> **Dataset entries**
= = =

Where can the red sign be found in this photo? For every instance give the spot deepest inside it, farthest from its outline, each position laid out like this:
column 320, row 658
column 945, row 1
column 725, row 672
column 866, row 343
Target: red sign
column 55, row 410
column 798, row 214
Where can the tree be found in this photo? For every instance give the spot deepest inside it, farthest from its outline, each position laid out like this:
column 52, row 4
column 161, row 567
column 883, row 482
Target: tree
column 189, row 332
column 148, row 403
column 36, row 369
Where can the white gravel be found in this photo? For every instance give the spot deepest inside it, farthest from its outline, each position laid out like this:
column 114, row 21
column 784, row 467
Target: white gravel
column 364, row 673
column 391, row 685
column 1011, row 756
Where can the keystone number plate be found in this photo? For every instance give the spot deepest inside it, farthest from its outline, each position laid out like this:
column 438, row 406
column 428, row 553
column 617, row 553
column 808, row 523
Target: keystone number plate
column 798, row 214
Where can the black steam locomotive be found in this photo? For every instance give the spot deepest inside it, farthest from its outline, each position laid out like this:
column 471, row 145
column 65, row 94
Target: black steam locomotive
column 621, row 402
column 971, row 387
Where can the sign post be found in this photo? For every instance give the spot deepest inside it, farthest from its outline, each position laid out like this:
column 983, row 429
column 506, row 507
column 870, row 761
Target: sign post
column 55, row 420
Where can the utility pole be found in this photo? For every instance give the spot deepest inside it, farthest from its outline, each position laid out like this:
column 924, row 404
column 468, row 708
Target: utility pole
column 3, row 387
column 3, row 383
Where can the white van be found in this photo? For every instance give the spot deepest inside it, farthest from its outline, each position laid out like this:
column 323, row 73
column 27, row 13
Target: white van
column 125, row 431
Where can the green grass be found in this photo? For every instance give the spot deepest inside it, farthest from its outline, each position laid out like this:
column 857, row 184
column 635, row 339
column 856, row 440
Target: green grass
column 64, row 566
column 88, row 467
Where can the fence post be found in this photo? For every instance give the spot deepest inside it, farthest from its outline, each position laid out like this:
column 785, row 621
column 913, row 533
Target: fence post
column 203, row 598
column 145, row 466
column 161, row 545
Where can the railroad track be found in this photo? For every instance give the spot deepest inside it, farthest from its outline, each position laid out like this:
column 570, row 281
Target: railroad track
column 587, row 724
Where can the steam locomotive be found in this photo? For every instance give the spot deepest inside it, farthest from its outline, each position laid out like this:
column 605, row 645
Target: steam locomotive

= = =

> **Written request**
Turn every line of the items above into one numbered list, skipping any blank lines.

> **Result of this exercise**
1. Where can the red sign be found in this photo? For every instance give the spot deepest inside it, farthest from its outline, each position laid out like this:
2. column 320, row 658
3. column 945, row 1
4. column 725, row 672
5. column 866, row 343
6. Target: red sign
7. column 55, row 410
8. column 798, row 214
9. Where can the tree be found in this photo? For every instance give the spot deepest inside it, farthest from its outline, each position laid out like this:
10. column 52, row 4
11. column 161, row 567
12. column 883, row 482
13. Target: tree
14. column 189, row 332
15. column 148, row 403
16. column 36, row 369
17. Where can the white gravel be found in this photo? For every instance give the spot deepest inside it, farthest from its outline, each position laid out like this:
18. column 114, row 21
19. column 784, row 467
20. Target: white gravel
21. column 364, row 673
22. column 391, row 685
23. column 1011, row 756
24. Where can the keystone number plate be found in this photo? For every instance give the spot deepest inside it, farthest from its outline, each position laid out like this:
25. column 438, row 406
26. column 428, row 553
27. column 617, row 553
28. column 808, row 523
29. Target: keystone number plate
30. column 798, row 214
31. Where can the black steam locomotive be found in this photo? For every instance give the spot deepest inside it, farthest from its outline, each position laid out like this:
32. column 471, row 145
33. column 65, row 94
34. Target: black steam locomotive
35. column 621, row 402
36. column 971, row 387
37. Where can the sign post be found in this photo? For every instance give the spot deepest inside it, farthest from its outline, each position laid out like this:
38. column 983, row 429
39. column 506, row 507
40. column 870, row 761
41. Target: sign post
42. column 55, row 420
43. Where can the utility pole be found in this photo? For every instance give the spot deepest inside it, farthest from its outline, each position laid out like this:
44. column 924, row 404
45. column 468, row 708
46. Target: utility pole
47. column 3, row 387
48. column 3, row 383
49. Where can the white van be found in this photo? For every instance give the spot deepest inside it, farthest from its outline, each position laid out like this:
50. column 323, row 73
51. column 27, row 13
52. Target: white van
53. column 125, row 431
54. Where can the green grass be found in this photo? For every instance give the spot deepest inside it, farthest from its outline, each position laid out like this:
55. column 857, row 184
56. column 635, row 339
57. column 856, row 440
58. Target: green grass
59. column 64, row 566
60. column 88, row 467
61. Where can the fence post be found in this photo? For every instance give the spot deepest inside it, farthest from its outline, each position laid out like this:
62. column 785, row 621
63. column 913, row 533
64. Target: fence post
65. column 203, row 598
66. column 145, row 466
67. column 161, row 545
68. Where can the railroad track be found in this photo? For every instance give the spot deepest inside it, farthest from its outline, each position laid out like this:
69. column 570, row 281
70. Target: railroad track
71. column 587, row 724
72. Where can the steam locomotive be found in this photo? For every instance give the spot deepest inside it, farthest from its outline, each position laid out like this:
73. column 605, row 645
74. Target: steam locomotive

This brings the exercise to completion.